Your task is to repeat all of the material exactly.

_ _ _ _

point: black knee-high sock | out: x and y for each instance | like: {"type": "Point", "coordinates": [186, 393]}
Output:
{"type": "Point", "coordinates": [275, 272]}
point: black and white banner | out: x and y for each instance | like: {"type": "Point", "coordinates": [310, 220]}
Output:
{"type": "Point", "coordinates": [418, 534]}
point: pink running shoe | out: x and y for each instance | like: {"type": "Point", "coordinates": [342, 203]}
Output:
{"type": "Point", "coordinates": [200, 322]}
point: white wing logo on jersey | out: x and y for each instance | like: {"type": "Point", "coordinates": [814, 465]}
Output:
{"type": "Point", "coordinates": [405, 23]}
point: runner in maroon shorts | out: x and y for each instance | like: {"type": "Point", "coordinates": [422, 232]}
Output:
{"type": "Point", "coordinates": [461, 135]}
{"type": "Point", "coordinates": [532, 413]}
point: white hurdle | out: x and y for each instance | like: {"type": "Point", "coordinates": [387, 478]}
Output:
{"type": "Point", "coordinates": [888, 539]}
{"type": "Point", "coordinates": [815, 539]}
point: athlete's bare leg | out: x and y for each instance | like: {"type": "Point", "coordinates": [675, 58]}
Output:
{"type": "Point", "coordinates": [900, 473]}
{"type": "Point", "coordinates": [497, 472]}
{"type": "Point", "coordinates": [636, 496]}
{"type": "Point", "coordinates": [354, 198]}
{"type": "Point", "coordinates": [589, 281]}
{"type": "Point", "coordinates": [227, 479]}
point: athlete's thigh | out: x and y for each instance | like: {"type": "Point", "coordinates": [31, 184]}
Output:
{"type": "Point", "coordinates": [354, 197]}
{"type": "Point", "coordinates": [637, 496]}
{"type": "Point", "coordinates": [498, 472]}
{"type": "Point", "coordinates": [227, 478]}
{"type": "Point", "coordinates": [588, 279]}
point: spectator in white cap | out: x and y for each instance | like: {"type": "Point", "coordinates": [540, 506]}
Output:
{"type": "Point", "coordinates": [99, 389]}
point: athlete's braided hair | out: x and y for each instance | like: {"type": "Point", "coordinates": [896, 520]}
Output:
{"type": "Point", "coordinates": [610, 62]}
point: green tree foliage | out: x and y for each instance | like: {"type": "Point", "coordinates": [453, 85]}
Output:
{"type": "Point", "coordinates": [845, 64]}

_ _ _ _

- [Output for this task]
point: black knee-high sock | out: x and y for each instance | like: {"type": "Point", "coordinates": [186, 393]}
Output:
{"type": "Point", "coordinates": [275, 272]}
point: black and white banner | out: x and y for each instance | like: {"type": "Point", "coordinates": [310, 220]}
Output:
{"type": "Point", "coordinates": [418, 534]}
point: pink running shoe | out: x and y for each instance | like: {"type": "Point", "coordinates": [342, 203]}
Output:
{"type": "Point", "coordinates": [200, 322]}
point: white wing logo on jersey | out: x and y for each instance | like: {"type": "Point", "coordinates": [814, 465]}
Output:
{"type": "Point", "coordinates": [405, 23]}
point: runner in maroon shorts | out: x and y for each instance | like: {"type": "Point", "coordinates": [422, 232]}
Output:
{"type": "Point", "coordinates": [461, 135]}
{"type": "Point", "coordinates": [532, 413]}
point: white hurdle | out: x and y for each instance | like: {"type": "Point", "coordinates": [387, 478]}
Output:
{"type": "Point", "coordinates": [888, 539]}
{"type": "Point", "coordinates": [815, 539]}
point: athlete's bare leg | out: x and y for each instance | like: {"type": "Point", "coordinates": [675, 58]}
Output:
{"type": "Point", "coordinates": [900, 473]}
{"type": "Point", "coordinates": [497, 472]}
{"type": "Point", "coordinates": [636, 496]}
{"type": "Point", "coordinates": [354, 198]}
{"type": "Point", "coordinates": [589, 281]}
{"type": "Point", "coordinates": [227, 479]}
point: athlete's thigh | out: x and y for each instance | like: {"type": "Point", "coordinates": [31, 184]}
Output:
{"type": "Point", "coordinates": [354, 197]}
{"type": "Point", "coordinates": [637, 496]}
{"type": "Point", "coordinates": [498, 472]}
{"type": "Point", "coordinates": [227, 478]}
{"type": "Point", "coordinates": [588, 279]}
point: spectator in white cap | out: x and y for each instance | like: {"type": "Point", "coordinates": [540, 506]}
Output:
{"type": "Point", "coordinates": [99, 389]}
point: athlete's braided hair | out: x and y for each instance | like: {"type": "Point", "coordinates": [896, 520]}
Output:
{"type": "Point", "coordinates": [610, 62]}
point: green tree foliage | out: x and y for each instance | like: {"type": "Point", "coordinates": [453, 85]}
Output:
{"type": "Point", "coordinates": [845, 64]}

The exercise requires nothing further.